Location annotation dataset excerpts
•••••
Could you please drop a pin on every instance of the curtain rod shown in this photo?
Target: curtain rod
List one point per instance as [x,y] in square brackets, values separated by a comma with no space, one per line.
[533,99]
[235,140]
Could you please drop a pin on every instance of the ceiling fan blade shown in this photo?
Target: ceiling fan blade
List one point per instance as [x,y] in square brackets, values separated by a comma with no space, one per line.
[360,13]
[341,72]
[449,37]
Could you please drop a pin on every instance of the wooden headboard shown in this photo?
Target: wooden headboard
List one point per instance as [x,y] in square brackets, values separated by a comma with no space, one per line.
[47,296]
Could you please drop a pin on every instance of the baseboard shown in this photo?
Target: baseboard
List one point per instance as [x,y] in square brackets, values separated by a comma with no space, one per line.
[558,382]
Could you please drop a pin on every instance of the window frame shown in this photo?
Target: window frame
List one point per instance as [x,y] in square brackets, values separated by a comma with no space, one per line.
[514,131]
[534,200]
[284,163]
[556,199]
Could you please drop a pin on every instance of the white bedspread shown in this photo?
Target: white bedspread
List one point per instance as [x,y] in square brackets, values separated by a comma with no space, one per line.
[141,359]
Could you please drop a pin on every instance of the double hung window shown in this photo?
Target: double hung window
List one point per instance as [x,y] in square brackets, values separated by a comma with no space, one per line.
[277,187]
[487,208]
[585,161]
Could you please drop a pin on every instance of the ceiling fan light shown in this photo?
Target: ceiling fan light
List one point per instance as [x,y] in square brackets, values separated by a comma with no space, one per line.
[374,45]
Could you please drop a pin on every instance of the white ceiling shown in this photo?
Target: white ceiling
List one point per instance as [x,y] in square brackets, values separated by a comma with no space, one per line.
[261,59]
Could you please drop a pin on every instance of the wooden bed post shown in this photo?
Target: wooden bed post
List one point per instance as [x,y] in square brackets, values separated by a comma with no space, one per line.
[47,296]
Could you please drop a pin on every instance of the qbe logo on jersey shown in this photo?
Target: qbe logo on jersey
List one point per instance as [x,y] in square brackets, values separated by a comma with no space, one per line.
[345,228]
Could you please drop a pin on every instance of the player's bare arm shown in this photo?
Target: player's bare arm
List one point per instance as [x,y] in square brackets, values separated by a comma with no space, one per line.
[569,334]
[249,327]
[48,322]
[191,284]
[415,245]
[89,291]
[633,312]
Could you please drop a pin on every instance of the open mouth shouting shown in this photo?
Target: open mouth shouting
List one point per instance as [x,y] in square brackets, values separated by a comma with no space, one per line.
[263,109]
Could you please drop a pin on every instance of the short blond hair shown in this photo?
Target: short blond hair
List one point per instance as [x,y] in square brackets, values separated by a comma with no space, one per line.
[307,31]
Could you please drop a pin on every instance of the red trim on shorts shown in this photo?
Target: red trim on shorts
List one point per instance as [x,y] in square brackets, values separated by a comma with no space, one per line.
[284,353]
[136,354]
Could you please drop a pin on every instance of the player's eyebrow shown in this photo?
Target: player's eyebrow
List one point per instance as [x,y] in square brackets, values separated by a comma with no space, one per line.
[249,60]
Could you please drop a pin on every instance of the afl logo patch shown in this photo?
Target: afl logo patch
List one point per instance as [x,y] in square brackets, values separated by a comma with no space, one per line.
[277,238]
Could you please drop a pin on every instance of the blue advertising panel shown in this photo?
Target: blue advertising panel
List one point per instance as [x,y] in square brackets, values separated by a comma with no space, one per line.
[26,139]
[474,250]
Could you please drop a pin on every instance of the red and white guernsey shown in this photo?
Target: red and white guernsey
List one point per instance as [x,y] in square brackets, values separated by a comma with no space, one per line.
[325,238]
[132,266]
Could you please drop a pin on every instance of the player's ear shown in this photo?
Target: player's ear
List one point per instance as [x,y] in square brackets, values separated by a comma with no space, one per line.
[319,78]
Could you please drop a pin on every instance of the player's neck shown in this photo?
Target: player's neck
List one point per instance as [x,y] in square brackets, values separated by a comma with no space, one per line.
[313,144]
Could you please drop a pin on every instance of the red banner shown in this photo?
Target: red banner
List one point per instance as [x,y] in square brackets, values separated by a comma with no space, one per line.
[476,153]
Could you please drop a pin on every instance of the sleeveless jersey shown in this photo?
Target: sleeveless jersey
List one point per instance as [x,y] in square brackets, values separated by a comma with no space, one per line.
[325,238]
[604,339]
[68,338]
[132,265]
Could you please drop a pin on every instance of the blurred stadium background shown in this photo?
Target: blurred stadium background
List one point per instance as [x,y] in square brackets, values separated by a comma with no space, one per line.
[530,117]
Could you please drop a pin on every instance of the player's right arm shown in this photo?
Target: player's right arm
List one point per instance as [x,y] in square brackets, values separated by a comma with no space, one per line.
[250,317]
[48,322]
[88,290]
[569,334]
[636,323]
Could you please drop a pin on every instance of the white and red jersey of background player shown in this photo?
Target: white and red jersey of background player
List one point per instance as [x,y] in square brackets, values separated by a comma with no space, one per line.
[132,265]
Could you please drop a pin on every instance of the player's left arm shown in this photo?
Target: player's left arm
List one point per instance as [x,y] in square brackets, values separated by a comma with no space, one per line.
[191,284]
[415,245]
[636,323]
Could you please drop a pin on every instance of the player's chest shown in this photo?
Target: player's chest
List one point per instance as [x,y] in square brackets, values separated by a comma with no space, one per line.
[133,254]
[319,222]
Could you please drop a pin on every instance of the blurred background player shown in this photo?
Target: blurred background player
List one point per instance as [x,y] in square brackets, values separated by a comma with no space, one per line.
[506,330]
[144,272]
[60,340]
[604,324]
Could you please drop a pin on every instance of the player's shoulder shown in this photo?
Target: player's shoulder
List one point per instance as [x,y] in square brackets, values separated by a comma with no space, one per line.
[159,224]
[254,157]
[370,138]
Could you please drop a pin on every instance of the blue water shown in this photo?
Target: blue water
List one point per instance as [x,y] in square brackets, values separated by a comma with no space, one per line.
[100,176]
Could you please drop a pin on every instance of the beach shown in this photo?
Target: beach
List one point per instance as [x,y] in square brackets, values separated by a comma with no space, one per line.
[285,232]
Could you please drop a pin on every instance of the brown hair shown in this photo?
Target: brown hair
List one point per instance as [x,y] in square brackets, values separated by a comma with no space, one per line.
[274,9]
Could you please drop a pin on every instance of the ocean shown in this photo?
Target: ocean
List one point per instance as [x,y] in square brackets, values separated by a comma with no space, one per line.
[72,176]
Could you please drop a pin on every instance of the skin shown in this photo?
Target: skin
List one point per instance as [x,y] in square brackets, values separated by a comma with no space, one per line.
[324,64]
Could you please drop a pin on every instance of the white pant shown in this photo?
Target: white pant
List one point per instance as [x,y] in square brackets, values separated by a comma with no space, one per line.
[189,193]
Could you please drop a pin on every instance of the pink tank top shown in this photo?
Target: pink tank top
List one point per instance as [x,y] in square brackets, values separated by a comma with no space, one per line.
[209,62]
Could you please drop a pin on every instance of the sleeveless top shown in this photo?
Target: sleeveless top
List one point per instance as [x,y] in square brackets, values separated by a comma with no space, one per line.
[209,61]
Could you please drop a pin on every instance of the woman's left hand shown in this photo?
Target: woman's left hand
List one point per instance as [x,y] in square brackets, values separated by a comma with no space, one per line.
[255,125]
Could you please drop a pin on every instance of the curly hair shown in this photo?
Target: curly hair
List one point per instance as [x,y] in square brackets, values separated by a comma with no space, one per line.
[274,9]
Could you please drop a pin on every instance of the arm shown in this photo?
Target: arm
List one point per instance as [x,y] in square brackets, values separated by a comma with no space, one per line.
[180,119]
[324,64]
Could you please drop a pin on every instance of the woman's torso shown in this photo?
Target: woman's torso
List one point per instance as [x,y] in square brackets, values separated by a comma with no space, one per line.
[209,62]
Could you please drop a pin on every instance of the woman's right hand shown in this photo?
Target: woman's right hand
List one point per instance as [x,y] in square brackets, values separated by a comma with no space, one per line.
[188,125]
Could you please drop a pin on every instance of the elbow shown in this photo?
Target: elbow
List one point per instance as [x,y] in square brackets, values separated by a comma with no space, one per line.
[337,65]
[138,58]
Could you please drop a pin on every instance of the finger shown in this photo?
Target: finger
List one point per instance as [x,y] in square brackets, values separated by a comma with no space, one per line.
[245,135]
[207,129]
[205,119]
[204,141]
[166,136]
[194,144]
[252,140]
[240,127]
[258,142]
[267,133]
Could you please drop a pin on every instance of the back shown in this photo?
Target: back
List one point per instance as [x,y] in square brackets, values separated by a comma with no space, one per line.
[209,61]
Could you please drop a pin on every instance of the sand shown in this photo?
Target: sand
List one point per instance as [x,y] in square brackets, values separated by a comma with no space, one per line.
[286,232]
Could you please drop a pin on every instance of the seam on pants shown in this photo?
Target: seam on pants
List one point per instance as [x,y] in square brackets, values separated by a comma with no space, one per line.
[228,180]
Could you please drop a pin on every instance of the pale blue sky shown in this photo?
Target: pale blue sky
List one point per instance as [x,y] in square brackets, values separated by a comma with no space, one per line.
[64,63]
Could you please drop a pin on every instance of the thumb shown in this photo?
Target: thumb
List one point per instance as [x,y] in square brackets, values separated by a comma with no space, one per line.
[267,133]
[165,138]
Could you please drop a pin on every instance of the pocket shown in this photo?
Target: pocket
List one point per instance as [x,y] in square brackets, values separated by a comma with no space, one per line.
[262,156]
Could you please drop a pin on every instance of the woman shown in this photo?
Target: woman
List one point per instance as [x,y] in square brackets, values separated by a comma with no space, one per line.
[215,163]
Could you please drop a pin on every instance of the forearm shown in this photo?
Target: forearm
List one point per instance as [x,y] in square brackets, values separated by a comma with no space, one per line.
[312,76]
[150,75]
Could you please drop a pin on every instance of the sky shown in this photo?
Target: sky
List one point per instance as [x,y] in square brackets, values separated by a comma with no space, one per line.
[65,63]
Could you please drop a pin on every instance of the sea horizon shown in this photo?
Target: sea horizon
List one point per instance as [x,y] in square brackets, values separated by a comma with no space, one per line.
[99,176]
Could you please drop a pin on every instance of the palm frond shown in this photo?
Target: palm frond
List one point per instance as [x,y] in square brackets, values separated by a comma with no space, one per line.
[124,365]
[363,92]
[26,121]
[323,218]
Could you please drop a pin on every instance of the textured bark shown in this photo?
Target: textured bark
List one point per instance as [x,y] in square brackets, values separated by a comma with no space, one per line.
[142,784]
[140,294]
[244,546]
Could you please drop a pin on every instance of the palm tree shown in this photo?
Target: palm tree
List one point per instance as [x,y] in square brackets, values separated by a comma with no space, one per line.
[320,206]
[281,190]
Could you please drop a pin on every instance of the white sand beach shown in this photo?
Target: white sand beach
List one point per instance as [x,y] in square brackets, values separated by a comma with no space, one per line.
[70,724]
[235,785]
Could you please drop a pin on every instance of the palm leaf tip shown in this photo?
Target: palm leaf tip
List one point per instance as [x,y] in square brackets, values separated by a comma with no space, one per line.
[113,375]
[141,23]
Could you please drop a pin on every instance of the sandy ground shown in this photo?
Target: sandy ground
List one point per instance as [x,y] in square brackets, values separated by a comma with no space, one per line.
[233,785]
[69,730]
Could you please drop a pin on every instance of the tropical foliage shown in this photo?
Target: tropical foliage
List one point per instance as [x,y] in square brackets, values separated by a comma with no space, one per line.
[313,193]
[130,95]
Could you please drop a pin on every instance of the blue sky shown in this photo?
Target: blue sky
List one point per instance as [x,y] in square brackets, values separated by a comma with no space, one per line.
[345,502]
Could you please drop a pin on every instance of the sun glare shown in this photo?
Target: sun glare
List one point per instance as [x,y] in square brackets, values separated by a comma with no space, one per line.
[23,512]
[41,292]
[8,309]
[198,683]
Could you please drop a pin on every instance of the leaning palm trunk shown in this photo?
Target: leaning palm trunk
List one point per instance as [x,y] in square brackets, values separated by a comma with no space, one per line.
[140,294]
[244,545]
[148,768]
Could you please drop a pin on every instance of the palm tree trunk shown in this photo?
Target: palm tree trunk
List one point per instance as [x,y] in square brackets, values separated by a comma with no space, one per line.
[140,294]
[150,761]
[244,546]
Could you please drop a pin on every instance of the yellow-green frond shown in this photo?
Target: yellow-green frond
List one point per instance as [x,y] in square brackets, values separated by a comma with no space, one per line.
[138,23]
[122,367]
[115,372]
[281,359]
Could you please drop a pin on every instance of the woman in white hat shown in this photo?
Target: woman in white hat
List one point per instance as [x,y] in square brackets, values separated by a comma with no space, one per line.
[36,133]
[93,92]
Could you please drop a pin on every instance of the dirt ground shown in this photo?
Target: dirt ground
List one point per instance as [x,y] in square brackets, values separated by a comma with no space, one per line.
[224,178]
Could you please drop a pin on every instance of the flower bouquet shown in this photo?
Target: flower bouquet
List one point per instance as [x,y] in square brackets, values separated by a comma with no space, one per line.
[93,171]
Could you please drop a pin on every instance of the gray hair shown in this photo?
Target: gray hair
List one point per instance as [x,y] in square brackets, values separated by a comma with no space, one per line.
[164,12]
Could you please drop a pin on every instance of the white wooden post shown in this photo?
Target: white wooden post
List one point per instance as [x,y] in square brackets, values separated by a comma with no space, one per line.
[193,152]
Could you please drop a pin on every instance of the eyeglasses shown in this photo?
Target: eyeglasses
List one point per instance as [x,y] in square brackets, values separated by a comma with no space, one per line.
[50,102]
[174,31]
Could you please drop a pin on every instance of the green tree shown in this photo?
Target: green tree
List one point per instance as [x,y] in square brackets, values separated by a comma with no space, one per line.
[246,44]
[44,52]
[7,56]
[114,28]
•••••
- _Exercise objective_
Repeat, word for word, every line from the line that contains "wooden post shown in this photo?" to the end of the entries; include both of those lines and no others.

- _Task answer_
Could you please drop a pin on every instance of the white wooden post shown in this photo?
Target: white wooden post
List one point per instance as [x,y] in square brackets, values separated by a comma with no space, one per line.
[193,152]
Could you please drop a pin on every instance of the eyeglasses shown in this photo?
Target: eyeglasses
List one point per instance as [x,y] in square brackets, values separated by a comma with no space, one per line.
[50,102]
[174,31]
Could you please drop a pin on every instance of the green tree shown in this photo?
Target: green tree
List one point per instance as [x,y] in square brackets, values separated by a comma with no space, one per line.
[246,44]
[44,52]
[7,56]
[114,28]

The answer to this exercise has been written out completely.